[Stored items from a collection]
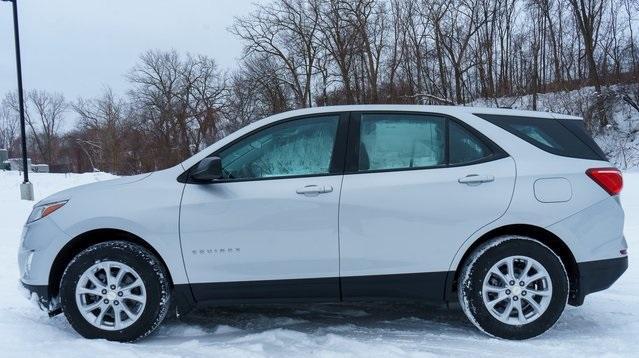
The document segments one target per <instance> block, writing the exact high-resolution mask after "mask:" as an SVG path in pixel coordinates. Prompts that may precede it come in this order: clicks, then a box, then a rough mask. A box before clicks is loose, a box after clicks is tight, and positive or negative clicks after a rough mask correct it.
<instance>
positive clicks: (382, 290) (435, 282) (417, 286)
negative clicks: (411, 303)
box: [342, 271, 448, 303]
mask: <svg viewBox="0 0 639 358" xmlns="http://www.w3.org/2000/svg"><path fill="white" fill-rule="evenodd" d="M447 275H448V272H446V271H444V272H424V273H410V274H396V275H373V276H352V277H342V300H343V301H359V300H378V299H393V300H398V299H399V300H420V301H424V302H429V303H442V302H443V301H444V288H445V286H446V277H447Z"/></svg>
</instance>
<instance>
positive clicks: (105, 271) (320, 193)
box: [18, 105, 628, 341]
mask: <svg viewBox="0 0 639 358" xmlns="http://www.w3.org/2000/svg"><path fill="white" fill-rule="evenodd" d="M621 188H622V176H621V173H620V171H619V170H617V169H615V168H612V167H611V165H610V163H609V162H608V161H607V159H606V157H605V155H604V153H602V151H601V149H600V148H599V147H598V146H597V144H596V143H595V142H594V141H593V140H592V139H591V138H590V137H589V136H588V134H587V133H586V131H585V130H584V127H583V121H581V120H580V119H579V118H576V117H571V116H566V115H559V114H552V113H541V112H530V111H517V110H510V109H488V108H472V107H445V106H442V107H440V106H408V105H363V106H337V107H323V108H314V109H303V110H296V111H292V112H287V113H282V114H278V115H275V116H272V117H269V118H266V119H263V120H260V121H257V122H255V123H253V124H250V125H248V126H246V127H245V128H243V129H240V130H239V131H237V132H235V133H232V134H230V135H228V136H226V137H225V138H224V139H222V140H220V141H218V142H217V143H215V144H213V145H211V146H210V147H208V148H206V149H204V150H202V151H201V152H200V153H198V154H196V155H194V156H193V157H191V158H189V159H187V160H186V161H184V162H183V163H181V164H179V165H176V166H175V167H172V168H169V169H166V170H161V171H157V172H153V173H149V174H142V175H136V176H131V177H123V178H119V179H115V180H110V181H105V182H100V183H94V184H89V185H85V186H80V187H76V188H72V189H69V190H65V191H62V192H59V193H57V194H54V195H52V196H50V197H48V198H46V199H43V200H41V201H40V202H39V203H37V204H36V205H35V206H34V209H33V212H32V213H31V215H30V217H29V219H28V221H27V223H26V224H25V226H24V231H23V235H22V239H21V243H20V248H19V254H18V257H19V265H20V275H21V277H20V279H21V282H22V284H23V286H24V287H26V289H27V290H28V291H29V292H30V293H31V295H32V297H33V295H35V296H37V300H36V301H37V302H38V303H39V305H40V307H41V308H42V309H44V310H45V311H47V312H48V313H49V315H55V314H58V313H62V312H63V313H64V315H65V316H66V318H67V319H68V321H69V322H70V323H71V325H72V326H73V328H74V329H75V330H76V331H77V332H78V333H79V334H81V335H82V336H84V337H87V338H106V339H109V340H116V341H134V340H136V339H139V338H142V337H144V336H146V335H148V334H149V333H151V332H152V331H153V330H154V329H155V328H157V327H158V325H159V324H160V323H161V322H162V320H163V319H164V317H165V316H166V315H167V314H168V313H169V312H172V313H173V312H176V313H177V314H184V313H186V312H188V311H189V310H190V309H191V308H192V307H194V306H196V305H199V304H235V303H270V302H277V303H282V302H353V301H366V300H392V301H399V300H410V301H418V302H424V303H435V304H437V303H459V305H460V306H461V308H462V309H463V311H464V312H465V314H466V315H467V317H468V318H469V319H470V321H471V322H472V323H474V324H475V325H476V326H477V327H478V328H479V329H481V330H482V331H484V332H486V333H488V334H490V335H492V336H496V337H501V338H505V339H527V338H530V337H534V336H537V335H539V334H541V333H543V332H545V331H547V330H548V329H550V328H551V327H552V326H553V325H554V323H555V322H556V321H557V320H558V319H559V317H560V315H561V314H562V312H563V310H564V308H565V306H566V304H570V305H573V306H579V305H581V304H583V302H584V298H585V296H586V295H588V294H590V293H592V292H596V291H600V290H603V289H606V288H608V287H609V286H610V285H612V284H613V283H614V282H615V281H616V280H617V278H619V277H620V276H621V275H622V273H623V272H624V271H625V270H626V268H627V266H628V256H627V255H628V253H627V243H626V240H625V239H624V236H623V222H624V214H623V210H622V207H621V205H620V200H619V193H620V191H621Z"/></svg>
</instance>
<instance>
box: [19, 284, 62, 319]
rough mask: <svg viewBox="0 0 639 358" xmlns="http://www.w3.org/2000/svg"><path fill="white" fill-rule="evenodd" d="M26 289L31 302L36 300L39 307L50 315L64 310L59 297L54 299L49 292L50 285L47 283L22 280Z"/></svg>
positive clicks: (27, 294) (35, 302) (23, 286)
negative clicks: (23, 281)
mask: <svg viewBox="0 0 639 358" xmlns="http://www.w3.org/2000/svg"><path fill="white" fill-rule="evenodd" d="M20 283H21V284H22V287H23V288H24V289H25V294H26V296H27V298H29V300H31V302H34V303H35V304H36V305H37V306H38V308H40V309H41V310H43V311H45V312H47V313H48V314H49V317H53V316H55V315H57V314H59V313H61V312H62V310H61V308H60V303H59V302H58V300H57V299H52V298H51V296H50V294H49V286H47V285H30V284H28V283H24V282H22V281H20Z"/></svg>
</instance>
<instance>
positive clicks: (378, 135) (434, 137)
mask: <svg viewBox="0 0 639 358" xmlns="http://www.w3.org/2000/svg"><path fill="white" fill-rule="evenodd" d="M445 121H446V120H445V119H444V118H440V117H433V116H424V115H395V114H364V115H362V120H361V124H360V139H361V140H360V150H359V170H360V171H366V170H384V169H404V168H420V167H432V166H439V165H443V164H445V145H446V143H445V133H446V127H445V123H446V122H445Z"/></svg>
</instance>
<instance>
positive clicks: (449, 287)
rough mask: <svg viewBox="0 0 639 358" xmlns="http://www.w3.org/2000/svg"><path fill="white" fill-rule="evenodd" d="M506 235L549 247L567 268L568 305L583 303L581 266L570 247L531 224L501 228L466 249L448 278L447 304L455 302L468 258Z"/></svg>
mask: <svg viewBox="0 0 639 358" xmlns="http://www.w3.org/2000/svg"><path fill="white" fill-rule="evenodd" d="M504 235H519V236H526V237H529V238H531V239H534V240H537V241H539V242H541V243H542V244H544V245H546V246H548V247H549V248H550V249H551V250H552V251H553V252H554V253H555V254H556V255H557V256H558V257H559V258H560V259H561V262H562V263H563V265H564V267H565V268H566V272H567V274H568V281H569V287H570V288H569V290H570V294H569V296H568V303H569V304H571V305H580V304H581V302H579V300H578V297H579V294H578V293H579V266H578V265H577V261H576V259H575V256H574V255H573V253H572V251H571V250H570V248H569V247H568V245H566V243H565V242H564V241H563V240H562V239H561V238H559V236H557V235H555V234H554V233H552V232H551V231H548V230H547V229H544V228H542V227H539V226H535V225H529V224H511V225H505V226H501V227H498V228H495V229H492V230H490V231H488V232H486V233H484V234H483V235H481V236H480V237H479V238H478V239H477V240H475V241H474V242H473V243H472V244H471V245H470V246H469V247H468V248H467V249H466V251H465V252H464V254H463V255H462V257H461V259H460V260H459V264H458V265H457V267H456V268H455V269H454V271H451V272H449V274H448V277H447V279H446V292H445V294H444V295H445V297H444V299H445V300H446V301H447V302H451V301H454V300H455V299H456V297H457V295H456V292H457V280H458V278H459V275H460V273H461V271H462V270H463V267H464V265H465V263H466V261H467V260H468V257H469V256H470V255H471V254H472V253H473V252H474V251H475V250H476V249H477V247H479V246H480V245H482V244H483V243H485V242H487V241H489V240H492V239H494V238H496V237H499V236H504Z"/></svg>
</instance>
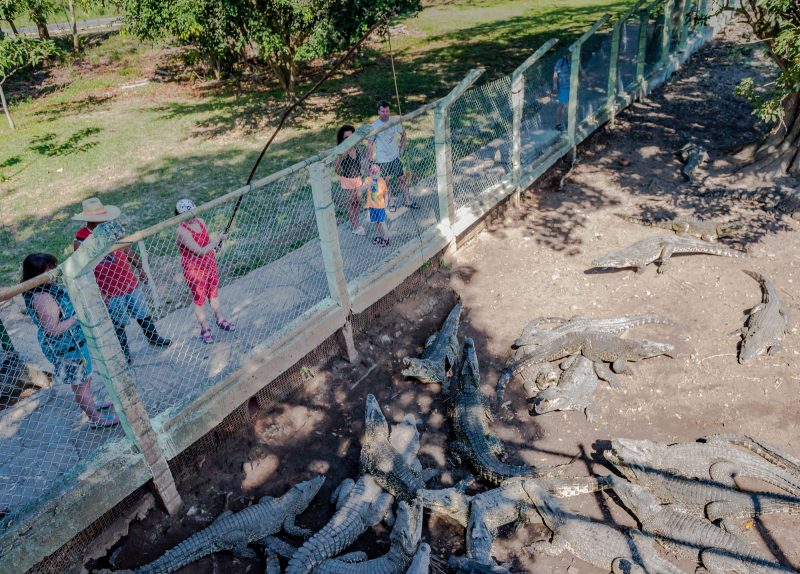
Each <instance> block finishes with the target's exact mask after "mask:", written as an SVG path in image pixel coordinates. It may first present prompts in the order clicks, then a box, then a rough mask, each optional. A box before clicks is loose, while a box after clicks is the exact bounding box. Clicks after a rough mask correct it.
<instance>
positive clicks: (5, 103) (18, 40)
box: [0, 36, 58, 129]
mask: <svg viewBox="0 0 800 574" xmlns="http://www.w3.org/2000/svg"><path fill="white" fill-rule="evenodd" d="M57 52H58V48H56V45H55V43H53V41H52V40H35V39H33V38H26V37H24V36H7V37H5V38H3V39H2V40H0V103H2V106H3V111H4V112H5V114H6V118H7V119H8V124H9V125H10V126H11V129H14V122H13V120H12V119H11V114H10V113H9V111H8V105H7V104H6V97H5V93H4V92H3V84H4V83H5V81H6V80H7V79H8V78H10V77H11V76H12V75H14V74H15V73H17V72H18V71H20V70H22V69H23V68H25V67H27V66H36V65H37V64H39V63H40V62H42V61H43V60H45V59H47V58H49V57H50V56H53V55H55V54H56V53H57Z"/></svg>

▶ Task prompt
In the entries above, the lines between the one holding "positive clicks: (382, 290)" and the one holding "positive clicks: (105, 271) (320, 193)", inclusive, are to be printed exactly as written, and those alone.

▶ Result
positive clicks: (382, 290) (435, 282) (417, 286)
negative clicks: (411, 303)
box: [342, 271, 448, 303]
mask: <svg viewBox="0 0 639 358" xmlns="http://www.w3.org/2000/svg"><path fill="white" fill-rule="evenodd" d="M447 275H448V272H446V271H444V272H424V273H410V274H396V275H373V276H352V277H342V300H343V301H359V300H378V299H393V300H398V299H399V300H420V301H424V302H429V303H442V302H443V301H444V288H445V286H446V277H447Z"/></svg>
</instance>
<instance>
positive clicks: (105, 271) (320, 193)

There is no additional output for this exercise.